▸ **Dataset items**:
<<<<

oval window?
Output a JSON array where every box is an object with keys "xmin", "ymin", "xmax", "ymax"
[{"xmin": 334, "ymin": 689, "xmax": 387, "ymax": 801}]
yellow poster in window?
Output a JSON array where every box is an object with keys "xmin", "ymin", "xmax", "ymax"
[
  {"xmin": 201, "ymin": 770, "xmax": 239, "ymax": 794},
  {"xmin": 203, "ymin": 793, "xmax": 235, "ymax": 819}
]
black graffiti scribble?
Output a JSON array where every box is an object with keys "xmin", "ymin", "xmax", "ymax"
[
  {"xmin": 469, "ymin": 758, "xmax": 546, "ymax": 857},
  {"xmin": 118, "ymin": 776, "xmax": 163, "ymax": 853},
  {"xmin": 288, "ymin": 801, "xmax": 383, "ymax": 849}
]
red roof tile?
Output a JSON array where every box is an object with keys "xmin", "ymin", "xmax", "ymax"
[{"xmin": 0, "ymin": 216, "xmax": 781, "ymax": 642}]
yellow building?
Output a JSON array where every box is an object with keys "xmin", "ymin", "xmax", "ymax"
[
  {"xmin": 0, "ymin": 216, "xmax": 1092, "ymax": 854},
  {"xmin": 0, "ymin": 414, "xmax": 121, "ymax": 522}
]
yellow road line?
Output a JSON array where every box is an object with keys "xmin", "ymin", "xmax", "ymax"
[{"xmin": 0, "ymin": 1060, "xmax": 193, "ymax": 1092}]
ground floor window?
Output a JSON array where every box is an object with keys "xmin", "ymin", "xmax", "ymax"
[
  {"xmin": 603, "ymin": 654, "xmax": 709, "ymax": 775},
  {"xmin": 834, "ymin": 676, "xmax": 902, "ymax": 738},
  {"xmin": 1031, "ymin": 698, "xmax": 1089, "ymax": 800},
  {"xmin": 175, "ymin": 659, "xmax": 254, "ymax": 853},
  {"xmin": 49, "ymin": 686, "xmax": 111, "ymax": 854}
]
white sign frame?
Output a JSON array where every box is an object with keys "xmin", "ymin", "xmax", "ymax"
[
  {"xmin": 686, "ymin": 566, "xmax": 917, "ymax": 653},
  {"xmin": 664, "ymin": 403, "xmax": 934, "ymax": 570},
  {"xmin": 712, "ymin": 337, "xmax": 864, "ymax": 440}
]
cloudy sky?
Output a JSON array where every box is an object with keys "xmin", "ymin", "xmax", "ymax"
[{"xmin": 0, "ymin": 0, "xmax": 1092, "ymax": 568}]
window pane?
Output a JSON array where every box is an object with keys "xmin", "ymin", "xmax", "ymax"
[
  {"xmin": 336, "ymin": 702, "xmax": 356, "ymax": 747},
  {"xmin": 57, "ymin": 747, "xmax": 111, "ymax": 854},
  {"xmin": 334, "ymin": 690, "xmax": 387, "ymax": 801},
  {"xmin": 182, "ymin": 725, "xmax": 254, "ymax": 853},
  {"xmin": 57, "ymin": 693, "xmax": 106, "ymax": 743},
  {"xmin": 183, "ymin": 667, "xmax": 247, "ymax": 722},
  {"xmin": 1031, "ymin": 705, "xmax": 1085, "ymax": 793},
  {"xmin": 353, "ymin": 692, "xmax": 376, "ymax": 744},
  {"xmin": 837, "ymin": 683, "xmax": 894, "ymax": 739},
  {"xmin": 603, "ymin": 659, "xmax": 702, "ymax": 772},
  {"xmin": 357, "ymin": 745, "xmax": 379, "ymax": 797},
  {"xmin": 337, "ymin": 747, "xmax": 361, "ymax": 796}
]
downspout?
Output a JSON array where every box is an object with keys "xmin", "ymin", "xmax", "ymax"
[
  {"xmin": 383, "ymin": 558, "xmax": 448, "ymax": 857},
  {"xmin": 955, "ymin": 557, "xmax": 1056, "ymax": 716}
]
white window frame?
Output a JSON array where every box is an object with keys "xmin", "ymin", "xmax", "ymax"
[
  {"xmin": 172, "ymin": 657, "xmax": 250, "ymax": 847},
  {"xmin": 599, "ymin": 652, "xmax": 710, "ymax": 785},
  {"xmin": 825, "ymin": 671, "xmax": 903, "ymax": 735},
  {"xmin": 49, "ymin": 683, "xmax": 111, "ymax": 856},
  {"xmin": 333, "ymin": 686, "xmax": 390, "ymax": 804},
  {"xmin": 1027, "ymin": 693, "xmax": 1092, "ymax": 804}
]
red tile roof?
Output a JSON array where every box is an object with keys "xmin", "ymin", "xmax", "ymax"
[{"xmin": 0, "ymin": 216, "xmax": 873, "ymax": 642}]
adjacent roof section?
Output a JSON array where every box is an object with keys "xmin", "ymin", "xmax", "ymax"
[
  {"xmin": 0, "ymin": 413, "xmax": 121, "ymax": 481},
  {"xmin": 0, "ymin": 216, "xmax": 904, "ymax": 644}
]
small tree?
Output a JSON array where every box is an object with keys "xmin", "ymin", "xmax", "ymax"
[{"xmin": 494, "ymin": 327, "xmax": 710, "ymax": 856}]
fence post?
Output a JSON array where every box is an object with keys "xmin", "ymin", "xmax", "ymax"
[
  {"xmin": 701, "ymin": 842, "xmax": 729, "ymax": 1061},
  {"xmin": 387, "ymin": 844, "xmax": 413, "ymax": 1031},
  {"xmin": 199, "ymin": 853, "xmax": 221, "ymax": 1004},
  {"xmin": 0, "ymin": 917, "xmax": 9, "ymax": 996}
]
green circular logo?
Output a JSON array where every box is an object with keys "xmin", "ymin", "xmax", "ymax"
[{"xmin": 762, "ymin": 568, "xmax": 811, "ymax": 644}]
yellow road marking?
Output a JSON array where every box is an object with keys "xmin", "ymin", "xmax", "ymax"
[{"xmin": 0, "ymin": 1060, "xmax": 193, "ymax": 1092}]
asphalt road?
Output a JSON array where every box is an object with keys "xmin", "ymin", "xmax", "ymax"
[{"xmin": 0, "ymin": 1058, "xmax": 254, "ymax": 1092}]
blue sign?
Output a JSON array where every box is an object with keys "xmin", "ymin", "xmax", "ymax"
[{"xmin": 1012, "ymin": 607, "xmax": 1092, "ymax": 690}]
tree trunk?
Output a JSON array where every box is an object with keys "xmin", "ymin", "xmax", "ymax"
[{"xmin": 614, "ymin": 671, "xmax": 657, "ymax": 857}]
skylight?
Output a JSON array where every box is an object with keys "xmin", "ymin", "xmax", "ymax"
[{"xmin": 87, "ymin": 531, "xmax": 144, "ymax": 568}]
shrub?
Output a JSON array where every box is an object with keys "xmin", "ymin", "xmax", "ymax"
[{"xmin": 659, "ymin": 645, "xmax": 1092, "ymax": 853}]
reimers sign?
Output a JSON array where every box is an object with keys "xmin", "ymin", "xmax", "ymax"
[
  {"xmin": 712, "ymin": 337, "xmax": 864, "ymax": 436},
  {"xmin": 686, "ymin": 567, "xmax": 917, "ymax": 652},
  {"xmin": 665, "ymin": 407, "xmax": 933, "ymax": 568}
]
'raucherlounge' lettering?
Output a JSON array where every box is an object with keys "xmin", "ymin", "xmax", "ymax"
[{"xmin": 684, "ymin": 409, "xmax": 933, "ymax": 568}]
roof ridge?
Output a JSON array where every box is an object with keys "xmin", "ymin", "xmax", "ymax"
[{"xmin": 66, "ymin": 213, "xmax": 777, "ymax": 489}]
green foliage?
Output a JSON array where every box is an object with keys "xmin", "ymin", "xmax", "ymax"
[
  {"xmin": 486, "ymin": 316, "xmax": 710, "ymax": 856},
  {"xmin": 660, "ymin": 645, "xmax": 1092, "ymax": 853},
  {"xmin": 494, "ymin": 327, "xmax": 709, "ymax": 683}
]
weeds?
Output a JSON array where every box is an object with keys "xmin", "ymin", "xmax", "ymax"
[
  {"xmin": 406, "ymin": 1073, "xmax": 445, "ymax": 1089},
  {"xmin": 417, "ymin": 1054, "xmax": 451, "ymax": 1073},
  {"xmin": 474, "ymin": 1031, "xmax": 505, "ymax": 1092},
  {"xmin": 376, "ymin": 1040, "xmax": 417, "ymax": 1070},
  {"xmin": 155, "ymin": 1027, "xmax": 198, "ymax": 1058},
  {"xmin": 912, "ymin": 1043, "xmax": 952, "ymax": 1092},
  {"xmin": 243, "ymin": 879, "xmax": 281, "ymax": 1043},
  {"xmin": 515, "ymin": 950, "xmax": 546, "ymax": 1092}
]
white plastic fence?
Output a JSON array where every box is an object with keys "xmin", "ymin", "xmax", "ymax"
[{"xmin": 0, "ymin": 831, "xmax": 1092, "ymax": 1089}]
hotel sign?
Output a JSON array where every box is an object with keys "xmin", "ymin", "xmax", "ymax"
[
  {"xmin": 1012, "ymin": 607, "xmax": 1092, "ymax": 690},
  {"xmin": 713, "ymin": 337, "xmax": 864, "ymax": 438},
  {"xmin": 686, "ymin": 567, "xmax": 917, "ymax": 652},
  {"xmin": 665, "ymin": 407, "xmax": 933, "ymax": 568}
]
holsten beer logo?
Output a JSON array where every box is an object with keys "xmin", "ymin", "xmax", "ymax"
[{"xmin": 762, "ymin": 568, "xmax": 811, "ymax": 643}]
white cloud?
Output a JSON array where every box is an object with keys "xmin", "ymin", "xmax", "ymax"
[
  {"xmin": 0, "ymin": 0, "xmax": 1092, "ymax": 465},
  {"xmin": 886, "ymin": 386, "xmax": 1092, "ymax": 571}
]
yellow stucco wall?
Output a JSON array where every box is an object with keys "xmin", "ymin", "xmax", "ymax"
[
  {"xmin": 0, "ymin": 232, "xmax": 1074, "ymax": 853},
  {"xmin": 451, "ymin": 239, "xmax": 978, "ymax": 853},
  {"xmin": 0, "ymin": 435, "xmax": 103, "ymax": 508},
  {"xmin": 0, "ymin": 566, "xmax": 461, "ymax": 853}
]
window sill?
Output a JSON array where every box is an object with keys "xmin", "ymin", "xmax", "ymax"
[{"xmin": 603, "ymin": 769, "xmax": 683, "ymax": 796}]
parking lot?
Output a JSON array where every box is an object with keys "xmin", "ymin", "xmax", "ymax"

>>>>

▸ **SHORT PROBLEM**: How many lines in the rows above contain the string "window"? Reply with only the number.

▸ **THE RESPONSE**: 6